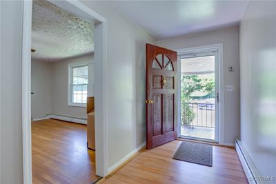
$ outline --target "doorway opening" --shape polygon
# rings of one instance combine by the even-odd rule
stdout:
[[[219,49],[179,54],[180,137],[220,142],[221,109]]]
[[[78,1],[50,1],[50,3],[57,7],[67,11],[68,12],[84,20],[88,20],[94,23],[94,68],[95,76],[97,76],[97,81],[95,81],[94,96],[95,96],[95,111],[99,112],[97,116],[95,116],[95,130],[99,132],[95,135],[95,172],[99,176],[105,176],[108,173],[107,167],[107,143],[106,143],[106,119],[103,114],[106,114],[106,19],[96,13],[89,7],[85,6]],[[23,2],[23,41],[22,41],[22,136],[23,136],[23,181],[24,183],[32,183],[32,136],[31,136],[31,34],[32,34],[32,1],[24,1]],[[82,28],[79,25],[79,28]],[[37,52],[38,53],[38,52]],[[68,68],[66,68],[67,70]],[[74,72],[74,71],[72,71]],[[84,70],[83,71],[84,72]],[[89,72],[89,71],[88,71]],[[73,72],[74,73],[74,72]],[[83,77],[80,77],[82,76]],[[72,77],[76,76],[72,75]],[[77,74],[77,78],[86,78],[85,75]],[[66,76],[68,78],[68,76]],[[76,78],[76,77],[75,77]],[[90,80],[91,81],[91,80]],[[79,82],[79,81],[78,81]],[[63,89],[67,91],[69,84],[66,83]],[[73,84],[73,83],[72,83]],[[92,85],[90,85],[92,86]],[[68,90],[72,92],[72,94],[76,93],[79,94],[81,91],[81,99],[85,99],[82,86],[81,90]],[[86,87],[86,86],[85,86]],[[88,85],[89,88],[89,85]],[[89,90],[88,90],[89,91]],[[67,102],[67,94],[66,96]],[[78,95],[77,95],[78,96]],[[81,95],[79,95],[81,96]],[[75,96],[72,95],[72,99]],[[77,102],[81,103],[78,101]],[[71,102],[75,102],[72,101]],[[85,113],[86,113],[85,112]],[[71,119],[71,117],[65,117],[67,119]],[[67,121],[67,120],[66,120]],[[57,122],[56,122],[57,123]],[[79,122],[77,122],[79,123]],[[77,124],[75,124],[77,125]],[[84,134],[84,137],[86,135]],[[85,140],[86,139],[84,139]],[[74,141],[74,140],[73,140]],[[76,141],[76,140],[75,140]],[[66,141],[63,142],[68,144]],[[86,145],[86,143],[84,143]],[[70,149],[70,148],[69,148]],[[74,156],[72,155],[72,156]],[[57,169],[54,168],[53,169]],[[58,168],[57,168],[58,169]],[[68,169],[68,167],[66,167]],[[89,179],[89,178],[88,178]]]

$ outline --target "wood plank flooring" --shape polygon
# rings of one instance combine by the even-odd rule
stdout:
[[[172,159],[179,141],[142,151],[103,183],[248,183],[234,149],[213,146],[213,167]]]
[[[47,119],[32,123],[33,183],[91,183],[95,152],[86,147],[86,125]]]

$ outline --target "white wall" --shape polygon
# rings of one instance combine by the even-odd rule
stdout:
[[[1,3],[1,181],[23,183],[21,45],[22,1]]]
[[[52,114],[86,119],[86,108],[68,105],[68,64],[92,61],[93,58],[93,54],[88,54],[52,63]],[[90,85],[90,81],[88,83]]]
[[[32,61],[32,117],[45,117],[51,113],[52,74],[50,62]]]
[[[224,44],[224,85],[233,85],[234,92],[224,92],[224,144],[233,145],[239,137],[239,37],[237,28],[158,41],[160,46],[172,50]],[[229,72],[228,67],[234,67]]]
[[[262,176],[276,176],[275,7],[249,1],[239,32],[241,138]]]
[[[104,115],[110,170],[146,141],[145,44],[153,40],[108,1],[83,3],[108,23],[108,114]]]
[[[68,65],[92,61],[94,55],[87,54],[55,62],[32,61],[32,116],[45,117],[50,114],[86,119],[86,108],[68,105]],[[89,68],[92,68],[89,65]],[[93,94],[89,68],[88,94]]]

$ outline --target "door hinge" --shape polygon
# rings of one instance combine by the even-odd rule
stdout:
[[[217,102],[219,103],[219,93],[217,92]]]

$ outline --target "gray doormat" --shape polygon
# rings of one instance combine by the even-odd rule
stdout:
[[[212,145],[182,141],[172,159],[212,167]]]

■ AIM OF THE EXERCISE:
Copy out every line of the records that contains the word "shape".

■ OUTPUT BELOW:
$ outline --target "doorway opening" --shape polygon
$ outline --target "wood plank flooring" --shape polygon
$ outline --target "white wall" --shape polygon
$ outline --target "door hinge" --shape polygon
$ outline --target "gray doormat" --shape polygon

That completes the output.